Directive 1
Pick out every line of the listing below that contains the word "leaf", and copy each one.

# Complex system

A complex system is a system that exhibits some (and possibly all) of the following characteristics:[1]

• feedback loops;
• some degree of spontaneous order;
• robustness of the order;
• emergent organization;
• numerosity;[2]
• hierarchical organization.[3]

A complex system can be also viewed as a system composed on many components which may interact with each other. In many cases it is useful to represent such a system as a network where the nodes represent the components and the links their interactions.

Examples of complex systems are Earth's global climate, the human brain, social organization, an ecosystem, a living cell, and ultimately the entire universe.

## History

Although it is arguable that humans have been studying complex systems for thousands of years, the modern scientific study of complex systems is relatively young in comparison to conventional fields of science with simple system assumptions, such as physics and chemistry. The history of the scientific study of these systems follows several different research trends.

In the area of mathematics, arguably the largest contribution to the study of complex systems was the discovery of chaos in deterministic systems, a feature of certain dynamical systems that is strongly related to nonlinearity.[4] The study of neural networks was also integral in advancing the mathematics needed to study complex systems.

The notion of self-organizing systems is tied up to work in nonequilibrium thermodynamics, including that pioneered by chemist and Nobel laureate Ilya Prigogine in his study of dissipative structures.

## Types of complex systems

### Nonlinear systems

The behaviour of non-linear systems is not subject to the principle of superposition while that of linear systems is subject to superposition. Thus, a complex nonlinear system is one whose behaviour cannot be expressed as a sum of the behaviour of its parts (or of their multiples).[5]

#### Chaotic systems

For a dynamical system to be classified as chaotic, it must have the following properties:[6]

File:Club Lambda.png
Assign z to z2 minus the conjugate of z, plus the original value of the pixel for each pixel, then count how many cycles it took when the absolute value of z exceeds two; inversion (borders are inner set), so that you can see that it threatens to fail that third condition, even if it meets condition two.[clarification needed]
1. it must be sensitive to initial conditions,
2. it must be topologically mixing, and
3. its periodic orbits must be dense.

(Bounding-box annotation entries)
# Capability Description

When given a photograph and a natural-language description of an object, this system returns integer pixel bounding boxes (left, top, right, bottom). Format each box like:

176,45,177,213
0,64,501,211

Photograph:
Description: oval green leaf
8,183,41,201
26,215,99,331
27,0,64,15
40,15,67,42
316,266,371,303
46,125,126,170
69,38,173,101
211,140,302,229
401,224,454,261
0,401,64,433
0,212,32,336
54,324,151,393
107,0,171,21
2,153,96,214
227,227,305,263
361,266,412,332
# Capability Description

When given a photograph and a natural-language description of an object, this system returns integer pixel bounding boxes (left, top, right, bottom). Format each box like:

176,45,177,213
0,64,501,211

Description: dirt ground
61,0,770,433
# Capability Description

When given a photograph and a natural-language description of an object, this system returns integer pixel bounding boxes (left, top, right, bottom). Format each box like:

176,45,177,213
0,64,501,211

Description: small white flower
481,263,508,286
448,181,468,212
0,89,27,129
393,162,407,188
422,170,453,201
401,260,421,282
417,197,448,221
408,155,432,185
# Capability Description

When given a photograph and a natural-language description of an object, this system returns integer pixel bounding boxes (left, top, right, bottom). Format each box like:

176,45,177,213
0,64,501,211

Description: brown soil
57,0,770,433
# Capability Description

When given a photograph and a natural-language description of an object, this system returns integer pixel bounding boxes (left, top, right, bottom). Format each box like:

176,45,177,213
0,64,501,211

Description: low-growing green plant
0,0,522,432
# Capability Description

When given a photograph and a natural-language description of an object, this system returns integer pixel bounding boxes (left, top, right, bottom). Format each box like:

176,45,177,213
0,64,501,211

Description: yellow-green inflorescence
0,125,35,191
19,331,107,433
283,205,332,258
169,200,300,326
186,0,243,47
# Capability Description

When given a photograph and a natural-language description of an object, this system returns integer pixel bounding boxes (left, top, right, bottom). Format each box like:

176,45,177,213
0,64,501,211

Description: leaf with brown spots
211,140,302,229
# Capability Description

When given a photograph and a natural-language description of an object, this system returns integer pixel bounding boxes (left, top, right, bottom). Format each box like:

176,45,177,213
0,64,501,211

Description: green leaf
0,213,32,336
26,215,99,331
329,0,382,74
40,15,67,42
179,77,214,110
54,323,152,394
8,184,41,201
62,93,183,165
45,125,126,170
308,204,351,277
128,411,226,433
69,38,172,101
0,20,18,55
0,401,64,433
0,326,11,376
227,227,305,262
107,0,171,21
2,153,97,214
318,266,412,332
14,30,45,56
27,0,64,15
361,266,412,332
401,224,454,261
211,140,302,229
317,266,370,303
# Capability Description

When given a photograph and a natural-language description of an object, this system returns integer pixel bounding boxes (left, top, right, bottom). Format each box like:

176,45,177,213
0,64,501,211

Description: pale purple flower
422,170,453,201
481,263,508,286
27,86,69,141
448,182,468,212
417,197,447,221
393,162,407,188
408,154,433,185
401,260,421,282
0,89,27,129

Directive 2
Please proceed with the complex systems article above, writing on from the point where it stops.

Task answer 1
Description: oval green leaf
Description: leaf with brown spots
Description: green leaf

Task answer 2
Sensitivity to initial conditions means that each point in such a system is arbitrarily closely approximated by other points with significantly different future trajectories. Thus, an arbitrarily small perturbation of the current trajectory may lead to significantly different future behavior.

Complex adaptive systems (CAS) are special cases of complex systems. They are complex in that they are diverse and made up of multiple interconnected elements and adaptive in that they have the capacity to change and learn from experience. Examples of complex adaptive systems include the stock market, social insect and ant colonies, the biosphere and the ecosystem, the brain and the immune system, the cell and the developing embryo, manufacturing businesses and any human social group-based endeavor in a cultural and social system such as political parties or communities. This includes some large-scale online systems, such as collaborative tagging or social bookmarking systems.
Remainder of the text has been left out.